* Excerpt to read:
· · · ·
That made her feel great, because the Dynamite Lady, when she was a girl, was self-conscious about her nose, big ears and splats of freckles all over her face. She wasn't very popular. She was, socially speaking, a firecracker with a fuse that fizzled.

But that was a long time ago. Now she travels the country in her Chevy van with a raging confidence and her dog, whose name is -- what else? -- Sparky, blowing herself up at demolition derbies, minor-league sporting events, tractor pulls, amusement parks, drag races, concerts and Monster Truck competitions.

She says she's paid an average of $1,500 a boom. Considering she'll do about 70 shows this year, that means the Dynamite Lady will take home an income in six figures.

Home is Clearwater, Fla. Tonight she performs in Hagerstown at the Suns game; they are a minor-league affiliate of the Toronto Blue Jays.

The road gets old, she says, but this day a friend from New York City has driven down to see her. The two met in Detroit in 1988 on a talk show featuring women with unusual professions.


Her friend, Alexandra Mosca, is a mortician. She was also a model, twice featured in Playboy magazine.

Ms. Mosca says of her introduction to the Dynamite Lady: "She came up to me in a restaurant the night before the show and said, 'I heard about you. You're weird, handling those dead bodies and everything.'

"I said, 'You think I'm weird? You blow yourself up in a box. What could be weirder than that?' "

Ms. Bly was working at a health spa when she saw a flier from a promoter of stunt shows advertising for a Dynamite Lady. Ms. Bly had no idea what that meant, but she had studied acting and modeling and thought this might help her get into the entertainment business.

She was 21. She had just gotten out of the Army Reserve, where she drove an 18-wheeler, set up land mines and fired a grenade launcher. She had been a tomboy as a girl and a free spirit as a young woman. It didn't seem all that odd that she became the Dynamite Lady.
· · · ·
* Data provided:

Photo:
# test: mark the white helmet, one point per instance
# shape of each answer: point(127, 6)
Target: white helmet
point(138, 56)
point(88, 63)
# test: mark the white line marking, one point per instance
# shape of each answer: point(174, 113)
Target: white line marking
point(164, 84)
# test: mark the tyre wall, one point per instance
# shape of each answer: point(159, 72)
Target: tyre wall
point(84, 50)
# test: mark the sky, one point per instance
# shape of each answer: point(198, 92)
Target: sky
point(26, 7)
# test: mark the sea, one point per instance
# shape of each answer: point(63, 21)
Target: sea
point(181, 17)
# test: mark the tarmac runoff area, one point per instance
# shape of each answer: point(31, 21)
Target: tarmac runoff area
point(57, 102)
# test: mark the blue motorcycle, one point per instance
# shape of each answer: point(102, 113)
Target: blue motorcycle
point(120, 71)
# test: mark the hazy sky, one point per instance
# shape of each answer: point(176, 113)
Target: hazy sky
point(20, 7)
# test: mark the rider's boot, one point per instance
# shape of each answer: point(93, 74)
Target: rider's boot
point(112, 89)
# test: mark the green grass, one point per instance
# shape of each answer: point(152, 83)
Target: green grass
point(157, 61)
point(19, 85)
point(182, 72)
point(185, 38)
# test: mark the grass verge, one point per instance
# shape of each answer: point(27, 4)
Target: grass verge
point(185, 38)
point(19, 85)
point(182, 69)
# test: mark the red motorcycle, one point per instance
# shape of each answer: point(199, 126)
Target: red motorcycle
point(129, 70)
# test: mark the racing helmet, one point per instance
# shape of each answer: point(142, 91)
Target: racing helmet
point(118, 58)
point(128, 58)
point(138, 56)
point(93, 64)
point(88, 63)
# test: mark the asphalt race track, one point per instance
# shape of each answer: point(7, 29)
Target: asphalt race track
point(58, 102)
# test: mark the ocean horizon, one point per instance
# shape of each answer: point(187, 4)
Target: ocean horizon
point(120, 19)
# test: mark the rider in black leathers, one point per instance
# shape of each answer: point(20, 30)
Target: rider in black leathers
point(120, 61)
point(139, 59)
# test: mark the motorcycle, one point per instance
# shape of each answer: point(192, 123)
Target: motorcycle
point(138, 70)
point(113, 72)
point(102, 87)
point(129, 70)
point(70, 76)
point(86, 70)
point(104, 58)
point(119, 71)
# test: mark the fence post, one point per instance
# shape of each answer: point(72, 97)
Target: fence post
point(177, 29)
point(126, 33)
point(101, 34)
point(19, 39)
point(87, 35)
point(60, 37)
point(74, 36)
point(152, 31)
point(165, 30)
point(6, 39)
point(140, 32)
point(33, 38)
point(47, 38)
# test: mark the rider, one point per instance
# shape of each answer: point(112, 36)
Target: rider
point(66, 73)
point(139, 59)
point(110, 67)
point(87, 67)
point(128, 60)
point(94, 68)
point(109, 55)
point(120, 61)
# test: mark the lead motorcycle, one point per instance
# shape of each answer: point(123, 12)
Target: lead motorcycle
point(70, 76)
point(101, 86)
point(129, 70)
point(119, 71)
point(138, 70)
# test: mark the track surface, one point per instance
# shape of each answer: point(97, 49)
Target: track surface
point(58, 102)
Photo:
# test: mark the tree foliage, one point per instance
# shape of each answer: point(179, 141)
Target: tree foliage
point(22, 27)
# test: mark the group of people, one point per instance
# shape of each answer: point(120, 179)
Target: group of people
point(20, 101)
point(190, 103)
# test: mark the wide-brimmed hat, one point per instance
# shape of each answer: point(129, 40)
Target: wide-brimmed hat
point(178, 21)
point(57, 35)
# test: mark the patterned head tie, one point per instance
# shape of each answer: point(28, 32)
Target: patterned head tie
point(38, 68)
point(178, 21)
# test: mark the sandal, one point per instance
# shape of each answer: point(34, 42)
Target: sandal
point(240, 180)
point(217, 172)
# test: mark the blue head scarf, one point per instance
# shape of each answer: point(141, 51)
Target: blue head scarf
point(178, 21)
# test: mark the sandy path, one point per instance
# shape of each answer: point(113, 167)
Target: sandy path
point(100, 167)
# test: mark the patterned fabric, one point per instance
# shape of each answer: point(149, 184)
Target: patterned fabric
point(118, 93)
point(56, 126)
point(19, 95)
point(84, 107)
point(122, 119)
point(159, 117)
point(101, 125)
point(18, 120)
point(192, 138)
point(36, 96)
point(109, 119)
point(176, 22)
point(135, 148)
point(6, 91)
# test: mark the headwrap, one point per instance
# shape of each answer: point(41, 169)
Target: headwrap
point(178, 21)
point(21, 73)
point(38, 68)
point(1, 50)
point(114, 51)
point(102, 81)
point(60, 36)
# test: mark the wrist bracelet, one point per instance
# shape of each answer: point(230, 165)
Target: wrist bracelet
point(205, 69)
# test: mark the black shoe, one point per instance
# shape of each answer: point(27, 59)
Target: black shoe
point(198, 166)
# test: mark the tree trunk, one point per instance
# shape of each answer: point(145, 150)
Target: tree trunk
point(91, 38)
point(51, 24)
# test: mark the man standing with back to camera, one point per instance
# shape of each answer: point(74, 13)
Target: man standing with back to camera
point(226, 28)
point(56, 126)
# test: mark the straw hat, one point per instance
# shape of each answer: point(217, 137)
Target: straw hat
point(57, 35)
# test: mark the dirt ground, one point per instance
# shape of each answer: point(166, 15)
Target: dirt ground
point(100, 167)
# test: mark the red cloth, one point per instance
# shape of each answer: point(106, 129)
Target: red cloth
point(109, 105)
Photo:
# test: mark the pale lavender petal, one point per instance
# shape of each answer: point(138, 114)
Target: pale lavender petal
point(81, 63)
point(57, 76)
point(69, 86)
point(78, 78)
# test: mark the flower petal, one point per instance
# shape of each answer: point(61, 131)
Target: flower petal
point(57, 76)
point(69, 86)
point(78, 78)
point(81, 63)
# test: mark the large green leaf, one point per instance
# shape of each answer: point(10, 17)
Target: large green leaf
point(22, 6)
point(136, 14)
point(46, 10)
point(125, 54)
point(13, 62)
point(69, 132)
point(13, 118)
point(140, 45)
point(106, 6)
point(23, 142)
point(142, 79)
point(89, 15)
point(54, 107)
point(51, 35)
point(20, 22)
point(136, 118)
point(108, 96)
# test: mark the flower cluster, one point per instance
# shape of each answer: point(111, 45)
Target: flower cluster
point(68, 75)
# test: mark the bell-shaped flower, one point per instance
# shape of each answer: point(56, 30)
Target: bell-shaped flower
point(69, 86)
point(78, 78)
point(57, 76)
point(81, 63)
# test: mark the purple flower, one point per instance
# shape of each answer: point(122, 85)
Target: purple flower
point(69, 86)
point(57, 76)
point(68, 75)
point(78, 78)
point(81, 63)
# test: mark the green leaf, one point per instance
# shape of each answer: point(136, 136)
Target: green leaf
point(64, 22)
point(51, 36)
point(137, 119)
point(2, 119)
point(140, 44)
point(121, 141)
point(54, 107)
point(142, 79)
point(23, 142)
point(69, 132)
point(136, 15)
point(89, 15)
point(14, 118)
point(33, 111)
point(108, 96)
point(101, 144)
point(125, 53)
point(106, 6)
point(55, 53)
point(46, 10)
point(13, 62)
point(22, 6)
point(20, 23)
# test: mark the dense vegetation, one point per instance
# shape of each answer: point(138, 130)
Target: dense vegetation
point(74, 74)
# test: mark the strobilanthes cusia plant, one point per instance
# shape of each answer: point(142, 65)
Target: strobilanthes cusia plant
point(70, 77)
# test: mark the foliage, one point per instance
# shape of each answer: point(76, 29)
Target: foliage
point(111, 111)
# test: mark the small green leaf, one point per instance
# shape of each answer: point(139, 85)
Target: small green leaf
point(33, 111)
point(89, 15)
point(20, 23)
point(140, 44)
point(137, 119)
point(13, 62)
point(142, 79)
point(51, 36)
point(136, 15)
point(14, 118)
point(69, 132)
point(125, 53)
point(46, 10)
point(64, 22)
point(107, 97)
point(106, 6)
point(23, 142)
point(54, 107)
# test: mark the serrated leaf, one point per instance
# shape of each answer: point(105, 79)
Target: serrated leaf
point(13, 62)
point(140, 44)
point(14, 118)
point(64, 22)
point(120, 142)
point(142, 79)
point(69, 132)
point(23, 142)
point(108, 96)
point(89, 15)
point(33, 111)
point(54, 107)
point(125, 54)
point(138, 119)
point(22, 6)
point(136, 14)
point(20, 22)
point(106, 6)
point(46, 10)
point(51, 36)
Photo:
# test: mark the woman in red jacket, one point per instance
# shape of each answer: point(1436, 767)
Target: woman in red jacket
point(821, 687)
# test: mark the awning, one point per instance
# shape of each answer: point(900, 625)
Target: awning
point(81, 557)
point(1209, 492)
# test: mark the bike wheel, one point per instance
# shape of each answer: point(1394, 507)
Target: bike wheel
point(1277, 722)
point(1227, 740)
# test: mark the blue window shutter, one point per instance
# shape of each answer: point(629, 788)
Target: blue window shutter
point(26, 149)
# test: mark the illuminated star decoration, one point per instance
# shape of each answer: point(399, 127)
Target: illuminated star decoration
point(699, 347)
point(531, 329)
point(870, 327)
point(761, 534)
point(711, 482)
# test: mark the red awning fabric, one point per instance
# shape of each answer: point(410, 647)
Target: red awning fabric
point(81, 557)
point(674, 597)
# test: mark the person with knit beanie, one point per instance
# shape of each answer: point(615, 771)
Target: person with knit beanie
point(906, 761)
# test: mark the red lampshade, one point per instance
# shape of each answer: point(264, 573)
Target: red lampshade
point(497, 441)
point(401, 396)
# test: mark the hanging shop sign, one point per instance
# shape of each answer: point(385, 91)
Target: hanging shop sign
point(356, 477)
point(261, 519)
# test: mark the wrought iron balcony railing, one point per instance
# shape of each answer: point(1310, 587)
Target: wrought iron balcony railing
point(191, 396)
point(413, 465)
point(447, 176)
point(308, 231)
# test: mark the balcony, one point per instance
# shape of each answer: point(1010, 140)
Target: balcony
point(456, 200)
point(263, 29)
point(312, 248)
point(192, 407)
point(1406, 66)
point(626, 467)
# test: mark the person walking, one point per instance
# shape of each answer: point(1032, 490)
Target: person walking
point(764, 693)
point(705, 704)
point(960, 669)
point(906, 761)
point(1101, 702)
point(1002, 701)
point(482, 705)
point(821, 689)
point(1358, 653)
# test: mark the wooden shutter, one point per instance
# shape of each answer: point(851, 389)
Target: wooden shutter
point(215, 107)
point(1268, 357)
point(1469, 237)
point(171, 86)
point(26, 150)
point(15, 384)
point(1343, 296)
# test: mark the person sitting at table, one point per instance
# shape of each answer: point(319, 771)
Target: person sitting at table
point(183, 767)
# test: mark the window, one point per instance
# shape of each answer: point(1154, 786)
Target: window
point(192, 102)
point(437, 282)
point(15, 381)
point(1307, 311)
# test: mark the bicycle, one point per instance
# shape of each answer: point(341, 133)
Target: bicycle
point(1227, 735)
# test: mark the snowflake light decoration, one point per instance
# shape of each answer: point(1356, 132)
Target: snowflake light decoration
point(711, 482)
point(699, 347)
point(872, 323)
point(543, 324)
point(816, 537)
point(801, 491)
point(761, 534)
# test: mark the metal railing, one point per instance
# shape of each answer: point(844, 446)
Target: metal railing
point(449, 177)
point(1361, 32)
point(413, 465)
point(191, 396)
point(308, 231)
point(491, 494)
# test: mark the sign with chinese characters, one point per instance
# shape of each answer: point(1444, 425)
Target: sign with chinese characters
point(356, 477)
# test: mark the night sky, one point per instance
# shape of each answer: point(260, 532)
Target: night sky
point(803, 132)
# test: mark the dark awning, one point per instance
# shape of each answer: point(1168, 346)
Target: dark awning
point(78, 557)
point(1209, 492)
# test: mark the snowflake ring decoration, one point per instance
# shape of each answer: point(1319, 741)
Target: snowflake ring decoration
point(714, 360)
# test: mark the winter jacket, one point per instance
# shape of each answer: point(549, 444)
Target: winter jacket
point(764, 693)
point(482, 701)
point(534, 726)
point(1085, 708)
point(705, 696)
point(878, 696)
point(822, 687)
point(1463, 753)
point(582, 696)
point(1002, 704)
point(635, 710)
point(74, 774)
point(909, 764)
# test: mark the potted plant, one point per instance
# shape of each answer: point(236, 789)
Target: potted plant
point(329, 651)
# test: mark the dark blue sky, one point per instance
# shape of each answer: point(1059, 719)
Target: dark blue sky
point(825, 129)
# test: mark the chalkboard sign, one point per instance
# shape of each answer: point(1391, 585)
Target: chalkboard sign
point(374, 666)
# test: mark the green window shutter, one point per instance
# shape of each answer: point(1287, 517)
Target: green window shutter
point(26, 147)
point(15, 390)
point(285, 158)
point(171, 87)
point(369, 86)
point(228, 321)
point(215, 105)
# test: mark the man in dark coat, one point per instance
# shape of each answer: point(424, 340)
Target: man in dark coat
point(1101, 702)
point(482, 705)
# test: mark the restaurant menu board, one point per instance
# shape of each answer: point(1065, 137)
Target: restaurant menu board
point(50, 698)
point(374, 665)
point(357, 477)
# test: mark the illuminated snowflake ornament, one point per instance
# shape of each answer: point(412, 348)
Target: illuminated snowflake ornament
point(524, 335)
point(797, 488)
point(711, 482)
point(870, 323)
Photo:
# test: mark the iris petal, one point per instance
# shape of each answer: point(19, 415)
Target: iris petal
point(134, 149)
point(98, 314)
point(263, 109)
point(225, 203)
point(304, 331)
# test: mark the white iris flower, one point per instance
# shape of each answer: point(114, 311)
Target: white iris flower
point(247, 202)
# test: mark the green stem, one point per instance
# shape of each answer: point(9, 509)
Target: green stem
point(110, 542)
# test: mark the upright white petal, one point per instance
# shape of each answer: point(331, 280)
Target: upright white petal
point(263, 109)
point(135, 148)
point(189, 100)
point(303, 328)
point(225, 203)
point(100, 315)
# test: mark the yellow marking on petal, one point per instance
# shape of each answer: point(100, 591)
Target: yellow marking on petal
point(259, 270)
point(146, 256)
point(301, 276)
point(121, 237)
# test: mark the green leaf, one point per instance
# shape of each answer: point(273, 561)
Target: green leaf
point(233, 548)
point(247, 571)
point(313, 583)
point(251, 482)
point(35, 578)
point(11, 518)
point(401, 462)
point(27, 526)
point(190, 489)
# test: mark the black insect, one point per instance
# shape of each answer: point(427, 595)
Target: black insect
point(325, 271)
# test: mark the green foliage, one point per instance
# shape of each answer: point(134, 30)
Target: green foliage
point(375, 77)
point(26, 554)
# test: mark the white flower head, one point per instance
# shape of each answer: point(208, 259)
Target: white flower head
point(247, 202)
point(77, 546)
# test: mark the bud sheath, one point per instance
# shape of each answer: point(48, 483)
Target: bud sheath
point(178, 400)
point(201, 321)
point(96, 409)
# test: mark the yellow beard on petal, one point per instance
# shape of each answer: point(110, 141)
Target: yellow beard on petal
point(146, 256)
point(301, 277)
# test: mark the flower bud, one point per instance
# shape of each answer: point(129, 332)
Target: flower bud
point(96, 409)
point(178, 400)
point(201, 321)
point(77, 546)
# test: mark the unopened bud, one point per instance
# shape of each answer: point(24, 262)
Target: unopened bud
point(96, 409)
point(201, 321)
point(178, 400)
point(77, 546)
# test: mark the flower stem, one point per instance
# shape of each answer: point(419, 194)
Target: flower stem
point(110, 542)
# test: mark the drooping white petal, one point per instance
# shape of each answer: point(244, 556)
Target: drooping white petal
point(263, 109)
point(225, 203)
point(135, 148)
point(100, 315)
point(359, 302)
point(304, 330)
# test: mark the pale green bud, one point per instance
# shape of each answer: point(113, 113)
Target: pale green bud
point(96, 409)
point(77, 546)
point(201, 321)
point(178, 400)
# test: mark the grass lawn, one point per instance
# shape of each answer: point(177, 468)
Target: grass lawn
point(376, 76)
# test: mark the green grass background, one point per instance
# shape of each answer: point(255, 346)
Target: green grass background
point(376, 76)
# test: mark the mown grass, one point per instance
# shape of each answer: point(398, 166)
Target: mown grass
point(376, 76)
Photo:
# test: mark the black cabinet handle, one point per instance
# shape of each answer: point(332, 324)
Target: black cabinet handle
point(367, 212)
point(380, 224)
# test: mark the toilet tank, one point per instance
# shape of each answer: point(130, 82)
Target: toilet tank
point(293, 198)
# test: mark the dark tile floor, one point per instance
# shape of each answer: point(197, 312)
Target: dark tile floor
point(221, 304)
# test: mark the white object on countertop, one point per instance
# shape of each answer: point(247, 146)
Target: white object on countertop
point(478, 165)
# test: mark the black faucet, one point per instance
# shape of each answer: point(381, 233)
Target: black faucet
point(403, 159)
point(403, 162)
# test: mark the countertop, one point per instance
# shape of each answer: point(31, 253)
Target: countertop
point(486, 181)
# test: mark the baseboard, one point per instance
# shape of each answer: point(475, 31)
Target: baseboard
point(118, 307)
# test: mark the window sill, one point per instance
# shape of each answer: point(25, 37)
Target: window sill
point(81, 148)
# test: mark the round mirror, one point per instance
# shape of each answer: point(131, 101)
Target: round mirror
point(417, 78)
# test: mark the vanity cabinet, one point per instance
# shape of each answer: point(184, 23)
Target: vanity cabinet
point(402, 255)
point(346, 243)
· · · ·
* Exercise requirements:
Answer these questions from the text about the Dynamite Lady:
1. What is her dog's name?
2. Which city does she call home?
3. In what city and year did she meet Alexandra Mosca?
The records are separate material with no connection to the text about the Dynamite Lady.

* Answer section:
1. Sparky
2. Clearwater, Fla.
3. Detroit, 1988